Work request: Give the number of lines below that contain "mirror", with no other output.

Data shown:
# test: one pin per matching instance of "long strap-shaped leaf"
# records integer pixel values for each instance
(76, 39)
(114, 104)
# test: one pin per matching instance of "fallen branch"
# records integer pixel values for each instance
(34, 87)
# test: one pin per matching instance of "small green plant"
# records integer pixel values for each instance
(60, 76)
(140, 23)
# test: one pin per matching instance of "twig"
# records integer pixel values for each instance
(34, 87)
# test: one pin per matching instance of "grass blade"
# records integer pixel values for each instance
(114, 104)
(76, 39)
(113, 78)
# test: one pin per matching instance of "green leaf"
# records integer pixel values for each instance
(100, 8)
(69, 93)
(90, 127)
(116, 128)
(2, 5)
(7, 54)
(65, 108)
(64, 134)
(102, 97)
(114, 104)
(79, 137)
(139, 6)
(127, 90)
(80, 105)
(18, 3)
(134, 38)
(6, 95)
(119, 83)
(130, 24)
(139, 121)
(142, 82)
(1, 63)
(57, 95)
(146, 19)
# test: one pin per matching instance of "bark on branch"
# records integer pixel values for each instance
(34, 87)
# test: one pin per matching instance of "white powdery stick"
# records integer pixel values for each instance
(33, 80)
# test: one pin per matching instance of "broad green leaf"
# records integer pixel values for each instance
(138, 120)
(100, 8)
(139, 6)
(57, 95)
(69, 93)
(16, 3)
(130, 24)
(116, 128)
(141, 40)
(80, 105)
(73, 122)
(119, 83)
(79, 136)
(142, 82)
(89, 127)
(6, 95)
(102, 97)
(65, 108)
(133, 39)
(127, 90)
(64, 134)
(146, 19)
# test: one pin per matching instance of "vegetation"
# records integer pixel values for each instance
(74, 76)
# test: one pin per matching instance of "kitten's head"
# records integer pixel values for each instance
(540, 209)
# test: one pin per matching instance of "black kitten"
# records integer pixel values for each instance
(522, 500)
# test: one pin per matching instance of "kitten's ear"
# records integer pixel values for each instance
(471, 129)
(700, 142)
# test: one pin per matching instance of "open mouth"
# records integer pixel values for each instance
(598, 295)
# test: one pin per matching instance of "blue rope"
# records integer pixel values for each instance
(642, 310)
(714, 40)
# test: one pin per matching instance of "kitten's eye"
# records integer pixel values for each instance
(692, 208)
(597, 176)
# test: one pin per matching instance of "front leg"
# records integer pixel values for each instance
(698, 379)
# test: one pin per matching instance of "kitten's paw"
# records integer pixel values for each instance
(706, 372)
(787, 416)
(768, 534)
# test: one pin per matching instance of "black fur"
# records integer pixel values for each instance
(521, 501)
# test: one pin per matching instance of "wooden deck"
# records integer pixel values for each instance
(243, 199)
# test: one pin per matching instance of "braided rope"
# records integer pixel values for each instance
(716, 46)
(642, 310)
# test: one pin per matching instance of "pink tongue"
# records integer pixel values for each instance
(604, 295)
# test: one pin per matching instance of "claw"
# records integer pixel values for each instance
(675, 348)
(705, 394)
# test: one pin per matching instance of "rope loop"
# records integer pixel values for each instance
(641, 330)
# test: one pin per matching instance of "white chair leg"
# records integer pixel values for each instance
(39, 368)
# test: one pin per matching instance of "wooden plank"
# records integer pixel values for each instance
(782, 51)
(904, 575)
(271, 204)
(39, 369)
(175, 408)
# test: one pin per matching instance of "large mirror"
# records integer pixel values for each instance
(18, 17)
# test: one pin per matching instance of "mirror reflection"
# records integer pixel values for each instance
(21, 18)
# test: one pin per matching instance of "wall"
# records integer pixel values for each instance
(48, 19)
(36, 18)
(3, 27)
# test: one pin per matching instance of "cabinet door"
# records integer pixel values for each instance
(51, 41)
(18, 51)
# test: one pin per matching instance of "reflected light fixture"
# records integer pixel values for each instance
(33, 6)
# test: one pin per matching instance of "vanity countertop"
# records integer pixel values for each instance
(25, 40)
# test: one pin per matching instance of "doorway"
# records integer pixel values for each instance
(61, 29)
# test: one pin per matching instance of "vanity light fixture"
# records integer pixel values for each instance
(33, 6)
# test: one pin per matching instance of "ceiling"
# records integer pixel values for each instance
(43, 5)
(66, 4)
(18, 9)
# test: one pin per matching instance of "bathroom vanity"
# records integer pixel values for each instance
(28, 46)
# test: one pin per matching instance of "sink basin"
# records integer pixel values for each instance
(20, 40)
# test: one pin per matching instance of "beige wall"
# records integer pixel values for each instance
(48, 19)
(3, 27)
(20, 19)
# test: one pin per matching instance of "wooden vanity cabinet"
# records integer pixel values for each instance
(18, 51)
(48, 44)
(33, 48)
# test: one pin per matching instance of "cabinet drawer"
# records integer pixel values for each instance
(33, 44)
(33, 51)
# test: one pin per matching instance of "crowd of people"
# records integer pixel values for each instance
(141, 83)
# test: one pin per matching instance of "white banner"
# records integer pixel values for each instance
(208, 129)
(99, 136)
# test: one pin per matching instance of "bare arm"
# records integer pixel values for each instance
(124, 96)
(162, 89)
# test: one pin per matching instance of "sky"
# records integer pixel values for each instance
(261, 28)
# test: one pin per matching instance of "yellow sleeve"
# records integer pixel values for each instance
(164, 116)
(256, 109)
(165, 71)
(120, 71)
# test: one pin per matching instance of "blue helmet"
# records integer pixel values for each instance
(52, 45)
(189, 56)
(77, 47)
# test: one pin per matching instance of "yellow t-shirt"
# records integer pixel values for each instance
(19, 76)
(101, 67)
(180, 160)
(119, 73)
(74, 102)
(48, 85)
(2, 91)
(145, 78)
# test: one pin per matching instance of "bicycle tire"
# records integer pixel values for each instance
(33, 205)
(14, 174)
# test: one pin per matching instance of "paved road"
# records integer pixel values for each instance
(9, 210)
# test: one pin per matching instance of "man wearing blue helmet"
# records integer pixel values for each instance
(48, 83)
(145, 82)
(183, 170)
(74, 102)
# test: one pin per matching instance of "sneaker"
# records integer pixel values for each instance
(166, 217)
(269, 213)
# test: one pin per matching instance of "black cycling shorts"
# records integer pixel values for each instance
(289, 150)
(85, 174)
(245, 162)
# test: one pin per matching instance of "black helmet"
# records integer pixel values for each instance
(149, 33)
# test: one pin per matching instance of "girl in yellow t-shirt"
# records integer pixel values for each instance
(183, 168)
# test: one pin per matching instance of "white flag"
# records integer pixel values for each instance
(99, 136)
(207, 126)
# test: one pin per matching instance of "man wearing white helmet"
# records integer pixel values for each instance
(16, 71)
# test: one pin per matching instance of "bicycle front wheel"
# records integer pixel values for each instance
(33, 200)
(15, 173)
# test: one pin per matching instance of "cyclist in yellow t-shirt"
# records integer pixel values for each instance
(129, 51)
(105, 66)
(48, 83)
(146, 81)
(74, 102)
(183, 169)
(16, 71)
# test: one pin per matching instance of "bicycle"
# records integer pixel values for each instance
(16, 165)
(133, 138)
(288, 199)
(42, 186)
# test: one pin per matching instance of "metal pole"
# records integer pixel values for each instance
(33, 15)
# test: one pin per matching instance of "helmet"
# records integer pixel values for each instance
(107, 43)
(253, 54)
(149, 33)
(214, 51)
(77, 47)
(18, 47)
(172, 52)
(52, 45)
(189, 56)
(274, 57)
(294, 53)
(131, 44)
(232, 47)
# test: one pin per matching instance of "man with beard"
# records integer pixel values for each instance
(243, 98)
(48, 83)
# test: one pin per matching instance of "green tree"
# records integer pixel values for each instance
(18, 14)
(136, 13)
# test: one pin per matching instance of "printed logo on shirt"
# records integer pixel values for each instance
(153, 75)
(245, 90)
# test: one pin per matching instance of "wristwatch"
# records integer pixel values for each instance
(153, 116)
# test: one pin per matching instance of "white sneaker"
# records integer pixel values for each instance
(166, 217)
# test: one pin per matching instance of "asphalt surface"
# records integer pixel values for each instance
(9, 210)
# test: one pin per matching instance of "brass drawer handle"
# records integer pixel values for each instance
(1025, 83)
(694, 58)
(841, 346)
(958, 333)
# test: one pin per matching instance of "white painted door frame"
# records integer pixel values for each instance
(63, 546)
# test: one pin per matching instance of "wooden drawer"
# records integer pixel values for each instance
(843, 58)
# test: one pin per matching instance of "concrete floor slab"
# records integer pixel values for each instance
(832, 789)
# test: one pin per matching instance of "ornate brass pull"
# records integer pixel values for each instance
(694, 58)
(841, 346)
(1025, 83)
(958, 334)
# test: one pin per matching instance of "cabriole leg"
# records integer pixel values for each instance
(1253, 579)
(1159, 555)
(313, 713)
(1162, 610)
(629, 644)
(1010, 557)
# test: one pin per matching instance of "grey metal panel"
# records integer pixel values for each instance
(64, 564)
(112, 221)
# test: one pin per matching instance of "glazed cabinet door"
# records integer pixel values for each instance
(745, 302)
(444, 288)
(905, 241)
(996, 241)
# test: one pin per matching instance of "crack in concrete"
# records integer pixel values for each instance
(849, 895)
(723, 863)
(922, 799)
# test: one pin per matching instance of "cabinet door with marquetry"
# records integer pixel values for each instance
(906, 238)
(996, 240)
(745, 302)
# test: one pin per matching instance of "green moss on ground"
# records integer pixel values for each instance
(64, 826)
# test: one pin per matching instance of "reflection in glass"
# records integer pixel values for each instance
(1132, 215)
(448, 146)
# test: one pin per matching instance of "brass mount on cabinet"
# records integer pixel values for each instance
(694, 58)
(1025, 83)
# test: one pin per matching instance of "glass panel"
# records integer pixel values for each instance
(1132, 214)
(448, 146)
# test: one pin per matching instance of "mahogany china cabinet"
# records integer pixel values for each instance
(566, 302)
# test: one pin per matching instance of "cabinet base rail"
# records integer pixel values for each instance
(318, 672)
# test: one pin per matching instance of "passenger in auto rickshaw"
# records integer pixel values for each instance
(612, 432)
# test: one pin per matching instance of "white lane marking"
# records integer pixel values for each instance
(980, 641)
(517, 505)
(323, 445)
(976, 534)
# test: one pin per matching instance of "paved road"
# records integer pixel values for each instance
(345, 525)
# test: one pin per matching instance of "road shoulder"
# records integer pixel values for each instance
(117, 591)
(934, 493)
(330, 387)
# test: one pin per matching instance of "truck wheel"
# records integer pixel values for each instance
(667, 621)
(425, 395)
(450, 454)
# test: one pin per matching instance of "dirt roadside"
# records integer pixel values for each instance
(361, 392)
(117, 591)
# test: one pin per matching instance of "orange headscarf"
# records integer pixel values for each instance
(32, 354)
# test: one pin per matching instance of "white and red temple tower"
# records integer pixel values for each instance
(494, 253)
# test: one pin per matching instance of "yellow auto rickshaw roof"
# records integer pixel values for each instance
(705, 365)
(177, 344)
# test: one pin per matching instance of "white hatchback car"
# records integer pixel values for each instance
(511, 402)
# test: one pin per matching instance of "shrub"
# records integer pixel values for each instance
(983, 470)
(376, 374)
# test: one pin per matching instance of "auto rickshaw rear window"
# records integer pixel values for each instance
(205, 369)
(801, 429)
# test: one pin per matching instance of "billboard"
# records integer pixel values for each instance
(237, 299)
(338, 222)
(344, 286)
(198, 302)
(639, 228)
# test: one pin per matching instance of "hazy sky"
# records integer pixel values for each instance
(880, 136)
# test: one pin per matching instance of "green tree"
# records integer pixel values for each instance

Written reply: 2